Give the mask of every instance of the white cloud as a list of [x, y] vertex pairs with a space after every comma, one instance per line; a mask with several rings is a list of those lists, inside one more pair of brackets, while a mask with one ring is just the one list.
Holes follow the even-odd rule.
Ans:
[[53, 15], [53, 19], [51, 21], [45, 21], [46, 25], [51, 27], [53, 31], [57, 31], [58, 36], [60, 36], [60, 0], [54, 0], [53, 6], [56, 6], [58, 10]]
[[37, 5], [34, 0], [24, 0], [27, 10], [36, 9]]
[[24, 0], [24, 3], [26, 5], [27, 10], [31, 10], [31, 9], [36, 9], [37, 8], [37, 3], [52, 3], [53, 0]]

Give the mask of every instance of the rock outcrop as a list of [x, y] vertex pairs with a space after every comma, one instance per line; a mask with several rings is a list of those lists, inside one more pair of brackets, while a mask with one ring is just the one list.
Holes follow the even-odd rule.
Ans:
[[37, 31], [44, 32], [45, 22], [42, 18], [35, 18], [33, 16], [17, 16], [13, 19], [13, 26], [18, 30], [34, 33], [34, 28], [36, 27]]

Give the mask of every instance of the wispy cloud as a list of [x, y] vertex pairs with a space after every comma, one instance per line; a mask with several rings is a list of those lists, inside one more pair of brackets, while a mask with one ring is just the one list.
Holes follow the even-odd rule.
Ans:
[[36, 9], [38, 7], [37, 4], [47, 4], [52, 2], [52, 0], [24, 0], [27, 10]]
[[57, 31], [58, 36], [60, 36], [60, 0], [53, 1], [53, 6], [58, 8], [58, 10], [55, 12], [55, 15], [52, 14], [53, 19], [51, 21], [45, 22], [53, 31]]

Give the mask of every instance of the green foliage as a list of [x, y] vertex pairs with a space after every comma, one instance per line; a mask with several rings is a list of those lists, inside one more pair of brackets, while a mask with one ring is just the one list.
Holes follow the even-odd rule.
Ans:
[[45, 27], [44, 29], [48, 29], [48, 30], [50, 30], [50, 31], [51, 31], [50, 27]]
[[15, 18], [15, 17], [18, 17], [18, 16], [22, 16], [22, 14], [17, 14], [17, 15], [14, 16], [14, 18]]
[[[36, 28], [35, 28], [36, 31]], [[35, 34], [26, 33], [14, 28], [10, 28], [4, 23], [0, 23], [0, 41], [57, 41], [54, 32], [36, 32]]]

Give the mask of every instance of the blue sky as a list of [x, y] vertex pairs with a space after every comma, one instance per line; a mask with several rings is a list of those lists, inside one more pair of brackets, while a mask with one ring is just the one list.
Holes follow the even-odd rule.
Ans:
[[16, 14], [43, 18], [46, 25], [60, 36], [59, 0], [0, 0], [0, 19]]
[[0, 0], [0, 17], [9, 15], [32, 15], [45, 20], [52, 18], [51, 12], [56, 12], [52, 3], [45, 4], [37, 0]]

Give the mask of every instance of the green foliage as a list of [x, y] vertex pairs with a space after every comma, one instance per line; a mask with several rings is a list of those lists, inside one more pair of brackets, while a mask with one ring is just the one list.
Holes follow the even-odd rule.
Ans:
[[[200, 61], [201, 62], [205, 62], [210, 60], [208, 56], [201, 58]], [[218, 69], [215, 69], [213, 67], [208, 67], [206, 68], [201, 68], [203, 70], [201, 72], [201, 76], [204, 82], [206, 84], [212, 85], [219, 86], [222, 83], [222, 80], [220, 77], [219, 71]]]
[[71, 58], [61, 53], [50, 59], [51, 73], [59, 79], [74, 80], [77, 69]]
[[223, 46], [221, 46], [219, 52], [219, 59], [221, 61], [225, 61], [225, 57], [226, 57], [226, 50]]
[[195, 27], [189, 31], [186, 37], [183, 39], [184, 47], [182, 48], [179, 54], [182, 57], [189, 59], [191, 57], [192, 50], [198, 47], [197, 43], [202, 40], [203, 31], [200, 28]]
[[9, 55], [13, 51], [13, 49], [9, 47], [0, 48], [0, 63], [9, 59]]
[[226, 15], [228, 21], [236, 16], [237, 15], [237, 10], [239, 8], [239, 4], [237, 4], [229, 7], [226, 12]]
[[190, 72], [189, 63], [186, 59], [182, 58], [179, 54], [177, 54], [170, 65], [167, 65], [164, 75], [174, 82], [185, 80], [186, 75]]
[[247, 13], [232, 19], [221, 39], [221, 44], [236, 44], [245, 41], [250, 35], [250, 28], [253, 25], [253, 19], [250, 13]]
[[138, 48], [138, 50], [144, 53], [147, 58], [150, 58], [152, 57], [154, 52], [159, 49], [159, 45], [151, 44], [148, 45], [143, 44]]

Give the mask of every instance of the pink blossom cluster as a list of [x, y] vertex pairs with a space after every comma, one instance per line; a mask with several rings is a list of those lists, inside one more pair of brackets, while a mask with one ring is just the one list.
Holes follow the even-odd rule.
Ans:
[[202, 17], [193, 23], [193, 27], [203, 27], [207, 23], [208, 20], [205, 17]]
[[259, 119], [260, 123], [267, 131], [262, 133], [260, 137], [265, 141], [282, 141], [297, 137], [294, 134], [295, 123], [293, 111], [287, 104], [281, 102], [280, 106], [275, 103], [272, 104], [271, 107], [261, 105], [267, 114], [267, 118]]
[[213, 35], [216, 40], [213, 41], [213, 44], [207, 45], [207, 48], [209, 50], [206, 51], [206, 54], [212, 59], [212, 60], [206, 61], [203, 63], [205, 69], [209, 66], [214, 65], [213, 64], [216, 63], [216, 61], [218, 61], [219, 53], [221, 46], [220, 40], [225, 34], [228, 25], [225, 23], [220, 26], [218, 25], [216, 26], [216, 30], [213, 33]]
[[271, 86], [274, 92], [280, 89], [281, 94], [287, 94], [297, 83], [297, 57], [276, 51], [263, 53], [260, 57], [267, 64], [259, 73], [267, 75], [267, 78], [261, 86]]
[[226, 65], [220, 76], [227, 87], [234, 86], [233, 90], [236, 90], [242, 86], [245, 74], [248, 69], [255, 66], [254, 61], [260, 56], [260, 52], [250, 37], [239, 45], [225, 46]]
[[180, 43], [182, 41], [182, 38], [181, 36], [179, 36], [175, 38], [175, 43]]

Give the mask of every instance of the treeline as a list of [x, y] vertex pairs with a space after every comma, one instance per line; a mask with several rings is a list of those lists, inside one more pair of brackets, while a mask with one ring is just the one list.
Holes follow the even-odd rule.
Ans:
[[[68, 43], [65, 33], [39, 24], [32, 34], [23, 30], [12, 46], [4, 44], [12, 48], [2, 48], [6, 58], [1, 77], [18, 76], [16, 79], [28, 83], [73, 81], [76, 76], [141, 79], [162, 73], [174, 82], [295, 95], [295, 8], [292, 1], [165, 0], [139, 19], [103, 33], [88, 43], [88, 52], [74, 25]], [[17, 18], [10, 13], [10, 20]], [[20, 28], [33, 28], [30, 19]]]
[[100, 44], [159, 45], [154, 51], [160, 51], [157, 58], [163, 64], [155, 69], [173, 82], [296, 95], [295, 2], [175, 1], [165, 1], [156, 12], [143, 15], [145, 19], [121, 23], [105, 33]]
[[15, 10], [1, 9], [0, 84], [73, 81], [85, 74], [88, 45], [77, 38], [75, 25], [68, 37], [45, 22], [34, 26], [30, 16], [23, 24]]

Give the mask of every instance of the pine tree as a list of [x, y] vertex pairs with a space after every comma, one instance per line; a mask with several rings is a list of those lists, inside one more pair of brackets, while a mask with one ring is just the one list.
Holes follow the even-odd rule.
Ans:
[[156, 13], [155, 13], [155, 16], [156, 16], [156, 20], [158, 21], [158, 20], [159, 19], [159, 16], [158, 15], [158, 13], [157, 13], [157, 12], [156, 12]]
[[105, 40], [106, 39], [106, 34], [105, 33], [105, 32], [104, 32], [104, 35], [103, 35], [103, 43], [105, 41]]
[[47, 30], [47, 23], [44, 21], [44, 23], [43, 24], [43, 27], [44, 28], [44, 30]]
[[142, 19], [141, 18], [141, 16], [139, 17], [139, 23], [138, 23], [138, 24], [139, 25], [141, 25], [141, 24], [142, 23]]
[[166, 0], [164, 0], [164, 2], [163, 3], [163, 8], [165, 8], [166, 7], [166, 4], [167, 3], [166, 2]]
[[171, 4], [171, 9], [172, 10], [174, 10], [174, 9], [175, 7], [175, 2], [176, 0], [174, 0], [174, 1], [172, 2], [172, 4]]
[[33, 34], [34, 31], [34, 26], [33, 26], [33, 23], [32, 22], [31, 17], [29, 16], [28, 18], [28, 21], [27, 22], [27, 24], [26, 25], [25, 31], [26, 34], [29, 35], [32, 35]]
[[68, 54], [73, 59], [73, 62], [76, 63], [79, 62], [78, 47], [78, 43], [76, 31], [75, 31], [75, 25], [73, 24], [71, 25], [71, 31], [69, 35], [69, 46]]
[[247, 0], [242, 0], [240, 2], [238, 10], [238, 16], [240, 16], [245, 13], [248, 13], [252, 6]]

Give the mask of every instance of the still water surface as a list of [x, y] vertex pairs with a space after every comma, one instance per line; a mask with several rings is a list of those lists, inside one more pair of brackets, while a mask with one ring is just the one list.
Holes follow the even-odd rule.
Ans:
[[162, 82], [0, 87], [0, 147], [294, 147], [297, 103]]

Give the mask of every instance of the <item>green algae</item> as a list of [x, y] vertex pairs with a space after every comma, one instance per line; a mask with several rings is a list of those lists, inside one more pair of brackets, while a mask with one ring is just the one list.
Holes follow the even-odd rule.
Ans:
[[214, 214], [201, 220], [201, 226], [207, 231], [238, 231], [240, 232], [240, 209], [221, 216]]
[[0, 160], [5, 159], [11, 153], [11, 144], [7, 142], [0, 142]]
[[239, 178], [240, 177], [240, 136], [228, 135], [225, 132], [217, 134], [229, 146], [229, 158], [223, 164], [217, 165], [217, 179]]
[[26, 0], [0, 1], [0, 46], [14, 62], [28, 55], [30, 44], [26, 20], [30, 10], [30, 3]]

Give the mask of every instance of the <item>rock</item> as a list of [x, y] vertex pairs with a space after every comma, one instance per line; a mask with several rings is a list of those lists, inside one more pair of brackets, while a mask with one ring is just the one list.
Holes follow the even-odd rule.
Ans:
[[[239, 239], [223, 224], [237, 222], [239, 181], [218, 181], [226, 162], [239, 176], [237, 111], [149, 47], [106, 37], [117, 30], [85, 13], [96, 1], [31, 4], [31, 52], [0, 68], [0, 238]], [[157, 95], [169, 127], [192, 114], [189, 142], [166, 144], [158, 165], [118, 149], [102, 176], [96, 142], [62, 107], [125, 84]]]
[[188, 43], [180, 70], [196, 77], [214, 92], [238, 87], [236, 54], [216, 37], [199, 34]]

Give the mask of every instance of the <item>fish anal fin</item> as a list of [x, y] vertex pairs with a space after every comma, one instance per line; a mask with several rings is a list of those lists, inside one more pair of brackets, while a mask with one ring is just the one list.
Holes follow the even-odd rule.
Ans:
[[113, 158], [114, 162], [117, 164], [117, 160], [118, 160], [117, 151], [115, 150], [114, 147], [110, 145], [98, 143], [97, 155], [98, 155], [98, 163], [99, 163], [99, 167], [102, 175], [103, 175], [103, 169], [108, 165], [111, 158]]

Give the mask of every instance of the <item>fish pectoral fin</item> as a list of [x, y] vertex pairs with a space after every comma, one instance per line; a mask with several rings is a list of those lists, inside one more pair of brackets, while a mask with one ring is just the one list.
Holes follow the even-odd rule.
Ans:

***

• **Exercise instructions**
Arrange the lines of the material above as a numbered list, leaving out any blank lines, starting at the line that contains "Give the mask of every instance of the pink" and ending at the line that contains "20], [205, 17]]", with both of those lines included.

• **Written solution**
1. Give the mask of every instance of the pink blossom cluster as a list of [x, y] vertex pairs with a space after every comma, one instance per line; a mask with several rings is a list of those lists, inside one more pair of brackets, while a mask with one ring is just the one list.
2. Holes follow the even-odd rule.
3. Ans:
4. [[202, 17], [193, 23], [193, 27], [203, 27], [207, 23], [208, 20], [205, 17]]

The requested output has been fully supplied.